[SOURCE TEXT Boundary: Start]
Reputation: 1538
I'm trying to use CTC for speech recognition using keras and have tried the CTC example here. In that example, the input to the CTC Lambda
layer is the output of the softmax layer (y_pred
). The Lambda
layer calls ctc_batch_cost
that internally calls Tensorflow's ctc_loss
, but the Tensorflow ctc_loss
documentation say that the ctc_loss
function performs the softmax internally so you don't need to softmax your input first. I think the correct usage is to pass inner
to the Lambda
layer so you only apply softmax once in ctc_loss
function internally. I have tried the example and it works. Should I follow the example or the Tensorflow documentation?
Upvotes: 10
Views: 5731
Reputation: 723
The loss used in the code you posted is different from the one you linked. The loss used in the code is found here
The keras code peforms some pre-processing before calling the ctc_loss
that makes it suitable for the format required. On top of requiring the input to be not softmax-ed, tensorflow's ctc_loss
also expects the dims to be NUM_TIME, BATCHSIZE, FEATURES
. Keras's ctc_batch_cost
does both of these things in this line.
[SOURCE TEXT Boundary: End]
[PROVIDED MATERIAL Boundary: Start]
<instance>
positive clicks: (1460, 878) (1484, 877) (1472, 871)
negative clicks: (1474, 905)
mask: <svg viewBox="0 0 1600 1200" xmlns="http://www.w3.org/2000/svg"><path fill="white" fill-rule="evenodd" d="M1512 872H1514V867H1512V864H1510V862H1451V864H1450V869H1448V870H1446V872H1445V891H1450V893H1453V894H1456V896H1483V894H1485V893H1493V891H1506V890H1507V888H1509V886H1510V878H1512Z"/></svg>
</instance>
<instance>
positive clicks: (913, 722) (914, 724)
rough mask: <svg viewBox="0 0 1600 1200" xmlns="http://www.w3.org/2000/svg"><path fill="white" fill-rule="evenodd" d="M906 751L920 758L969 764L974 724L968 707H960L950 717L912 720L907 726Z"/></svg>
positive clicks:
[PROVIDED MATERIAL Boundary: End]
▶ APPLY WHAT YOU READ
**a.** In the thread on CTC loss in Keras, what order of dimensions does TensorFlow's ctc_loss expect?
**b.** Print the part of the CTC loss thread that begins at the words "Upvotes: 10" and ends after "in this line.".
**c.** Continue the CTC loss thread from its last sentence.

▶ WRITTEN ANSWERS
**a.** NUM_TIME, BATCHSIZE, FEATURES

**b.**
Upvotes: 10
Views: 5731
Reputation: 723
The loss used in the code you posted is different from the one you linked. The loss used in the code is found here
The keras code peforms some pre-processing before calling the ctc_loss
that makes it suitable for the format required. On top of requiring the input to be not softmax-ed, tensorflow's ctc_loss
also expects the dims to be NUM_TIME, BATCHSIZE, FEATURES
. Keras's ctc_batch_cost
does both of these things in this line.

**c.**
It does log() which gets rid of the softmax scaling and it also shuffles the dims so that its in the right shape. When I say gets rid of softmax scaling, it obviously does not restore the original tensor, but rather softmax(log(softmax(x))) = softmax(x)
. See below:
def softmax(x):
"""Compute softmax values for each sets of scores in x."""
e_x = np.exp(x - np.max(x))
return e_x / e_x.sum()
x = [1,2,3]
y = softmax(x)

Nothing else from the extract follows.